>>>>

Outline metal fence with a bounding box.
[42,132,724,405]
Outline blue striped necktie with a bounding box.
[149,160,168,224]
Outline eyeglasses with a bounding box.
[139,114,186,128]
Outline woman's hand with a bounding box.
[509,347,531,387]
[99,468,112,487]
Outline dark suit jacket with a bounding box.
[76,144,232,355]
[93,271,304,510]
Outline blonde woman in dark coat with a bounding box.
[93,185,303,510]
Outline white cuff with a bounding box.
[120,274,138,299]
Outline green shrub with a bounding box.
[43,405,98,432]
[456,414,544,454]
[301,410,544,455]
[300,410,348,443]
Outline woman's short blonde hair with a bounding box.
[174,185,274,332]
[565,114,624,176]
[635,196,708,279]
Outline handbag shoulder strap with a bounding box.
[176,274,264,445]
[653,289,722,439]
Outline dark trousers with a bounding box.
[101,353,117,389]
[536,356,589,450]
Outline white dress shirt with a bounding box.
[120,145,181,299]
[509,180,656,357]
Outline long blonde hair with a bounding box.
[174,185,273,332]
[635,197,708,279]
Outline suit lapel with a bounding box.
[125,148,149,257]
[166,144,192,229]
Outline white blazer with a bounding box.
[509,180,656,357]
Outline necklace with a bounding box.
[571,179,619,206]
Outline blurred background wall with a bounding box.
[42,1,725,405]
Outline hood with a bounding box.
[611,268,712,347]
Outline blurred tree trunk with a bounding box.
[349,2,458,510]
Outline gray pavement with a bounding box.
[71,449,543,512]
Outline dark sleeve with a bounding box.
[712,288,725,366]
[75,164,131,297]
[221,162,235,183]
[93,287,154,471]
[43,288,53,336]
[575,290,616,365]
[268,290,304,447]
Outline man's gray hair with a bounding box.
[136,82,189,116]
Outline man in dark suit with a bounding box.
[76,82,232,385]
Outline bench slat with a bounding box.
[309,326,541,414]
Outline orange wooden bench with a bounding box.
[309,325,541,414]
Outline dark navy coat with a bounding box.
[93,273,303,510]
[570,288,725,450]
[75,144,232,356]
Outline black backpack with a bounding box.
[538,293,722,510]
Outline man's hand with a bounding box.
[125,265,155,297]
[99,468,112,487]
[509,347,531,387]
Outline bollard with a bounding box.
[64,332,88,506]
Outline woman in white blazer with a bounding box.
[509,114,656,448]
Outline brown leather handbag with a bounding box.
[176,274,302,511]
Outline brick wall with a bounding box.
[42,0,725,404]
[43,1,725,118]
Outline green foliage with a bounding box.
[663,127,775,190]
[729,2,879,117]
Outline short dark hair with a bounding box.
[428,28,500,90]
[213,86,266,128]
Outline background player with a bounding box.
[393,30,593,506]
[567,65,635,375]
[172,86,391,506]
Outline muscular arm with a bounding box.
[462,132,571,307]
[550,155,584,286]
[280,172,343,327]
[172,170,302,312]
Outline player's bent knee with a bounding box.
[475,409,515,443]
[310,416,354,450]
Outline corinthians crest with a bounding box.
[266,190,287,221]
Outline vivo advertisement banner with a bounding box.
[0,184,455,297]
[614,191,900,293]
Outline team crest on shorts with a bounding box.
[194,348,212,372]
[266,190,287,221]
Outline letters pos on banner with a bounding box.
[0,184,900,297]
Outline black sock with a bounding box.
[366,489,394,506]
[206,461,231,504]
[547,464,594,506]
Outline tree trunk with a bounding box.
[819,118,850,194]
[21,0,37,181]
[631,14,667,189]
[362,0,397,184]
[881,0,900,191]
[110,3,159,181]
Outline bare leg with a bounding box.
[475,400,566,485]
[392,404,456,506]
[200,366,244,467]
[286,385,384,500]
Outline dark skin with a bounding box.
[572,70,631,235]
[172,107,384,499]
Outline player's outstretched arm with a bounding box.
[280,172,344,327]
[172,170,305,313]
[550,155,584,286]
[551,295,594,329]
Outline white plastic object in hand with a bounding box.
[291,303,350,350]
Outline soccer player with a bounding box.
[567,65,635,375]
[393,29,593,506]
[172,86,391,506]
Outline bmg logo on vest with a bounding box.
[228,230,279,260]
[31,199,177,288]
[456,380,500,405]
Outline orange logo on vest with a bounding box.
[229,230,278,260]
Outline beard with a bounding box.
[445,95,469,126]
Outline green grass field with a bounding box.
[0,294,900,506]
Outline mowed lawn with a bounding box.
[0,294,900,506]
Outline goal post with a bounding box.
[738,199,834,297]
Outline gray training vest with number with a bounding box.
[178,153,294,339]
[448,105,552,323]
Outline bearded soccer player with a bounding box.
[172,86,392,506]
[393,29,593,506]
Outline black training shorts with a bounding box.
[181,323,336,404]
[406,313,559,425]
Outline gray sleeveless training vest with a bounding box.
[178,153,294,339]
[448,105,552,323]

<<<<

[Description of the task]: Reproduce all of the entries above word for word, line by line.

[Output]:
Outline metal fence with a bounding box.
[42,132,724,405]
Outline blue striped necktie with a bounding box.
[149,160,168,224]
Outline eyeglasses with a bounding box.
[139,114,186,128]
Outline woman's hand with a bounding box.
[509,347,531,387]
[99,468,112,487]
Outline dark suit jacket with a bounding box.
[76,144,232,355]
[93,271,304,510]
Outline blonde woman in dark coat with a bounding box.
[93,185,303,510]
Outline white cuff with a bounding box.
[120,274,138,299]
Outline green shrub with a bounding box.
[43,405,98,432]
[456,414,544,454]
[301,410,544,455]
[300,410,348,443]
Outline woman's short blonde hair with a bounding box.
[174,185,274,332]
[565,114,624,176]
[635,196,708,279]
Outline handbag shoulder strap with a bounding box.
[176,274,264,445]
[653,289,722,439]
Outline dark trousers with a bounding box.
[101,353,117,389]
[536,356,589,450]
Outline white dress shirt with a bounding box.
[120,145,181,299]
[509,180,656,357]
Outline long blonde hair with a bounding box.
[174,185,273,332]
[635,197,708,279]
Outline suit lapel with a bounding box.
[125,148,149,257]
[166,144,192,229]
Outline white blazer with a bounding box.
[509,180,656,357]
Outline necklace with a bounding box.
[571,179,619,206]
Outline blurred background wall with a bounding box.
[42,1,725,405]
Outline hood with a bounding box.
[611,268,712,347]
Outline blurred tree trunk with a bounding box.
[349,2,458,510]
Outline gray pavement with a bounding box.
[71,449,543,512]
Outline dark sleeve with a bounding box.
[712,288,725,366]
[75,164,131,297]
[221,162,235,183]
[93,287,154,471]
[43,288,53,336]
[575,290,616,365]
[268,290,304,447]
Outline man's gray hair with a bounding box.
[136,82,189,116]
Outline man in dark suit with a bounding box.
[76,82,232,385]
Outline bench slat with a bounding box.
[309,326,541,414]
Outline orange wooden bench with a bounding box.
[309,325,541,414]
Outline dark navy coat with a bounding box.
[93,273,303,510]
[570,288,725,450]
[75,144,232,356]
Outline black backpack with a bounding box.
[538,293,722,510]
Outline man's hand with a bounding box.
[125,265,155,297]
[99,468,112,487]
[509,347,531,387]
Outline bollard with a bounding box.
[64,332,88,506]
Outline woman in white blazer with a bounding box.
[509,114,656,448]
Outline brown leather handbag with a bounding box.
[176,274,302,511]
Outline brick wall with a bounding box.
[42,0,725,404]
[43,1,725,118]
Outline green foliage with a bounding box.
[663,127,775,190]
[729,2,879,117]
Outline short dark hair with a bounding box.
[428,28,500,90]
[213,86,266,128]
Outline background player with a bounding box.
[393,30,593,506]
[567,65,635,375]
[172,86,391,506]
Outline muscular arm with a bounding box.
[462,132,571,307]
[550,155,584,286]
[280,172,343,327]
[172,170,302,312]
Outline player's bent knee with a bounding box.
[475,409,515,443]
[310,416,354,450]
Outline corinthians crest with a bounding box.
[266,190,287,221]
Outline vivo advertisement banner with a bounding box.
[0,184,455,297]
[614,191,900,293]
Outline team crest on shorts with a bounding box.
[194,348,212,372]
[266,190,287,221]
Outline letters pos on banner with a bounding box.
[0,184,900,297]
Outline black sock with a bounding box.
[366,489,394,506]
[206,461,231,504]
[547,464,594,506]
Outline tree trunk with a bounding box.
[819,118,850,194]
[21,0,37,181]
[631,14,667,189]
[362,0,397,184]
[881,0,900,191]
[110,3,159,181]
Outline bare leg with a bounding box.
[475,400,566,485]
[392,404,456,506]
[200,366,244,467]
[286,385,384,500]
Outline dark skin with a bounding box.
[572,70,631,235]
[172,107,384,499]
Outline player's outstretched arm with a bounding box.
[280,172,344,327]
[172,170,305,313]
[550,155,584,286]
[551,295,594,329]
Outline white plastic object in hand with a bounding box.
[291,303,350,350]
Outline soccer player with a bounding box.
[567,65,635,375]
[393,29,593,506]
[172,86,391,506]
Outline bmg logo on vest with a bounding box.
[228,230,279,260]
[31,199,177,288]
[456,380,500,405]
Outline orange logo on vest with a bounding box.
[229,230,278,260]
Outline beard with a bounding box.
[445,95,469,126]
Outline green grass field with a bounding box.
[0,294,900,506]
Outline mowed lawn with a bounding box.
[0,294,900,506]
Outline goal post with a bounding box.
[738,199,834,297]
Outline gray training vest with number with a bounding box.
[178,153,294,339]
[448,105,552,323]
Outline bearded soccer player with a bounding box.
[172,86,392,506]
[393,29,593,506]
Outline black training shorts with a bounding box.
[181,323,336,404]
[406,313,559,425]
Outline gray sleeveless training vest with a bounding box.
[178,153,294,339]
[448,105,552,323]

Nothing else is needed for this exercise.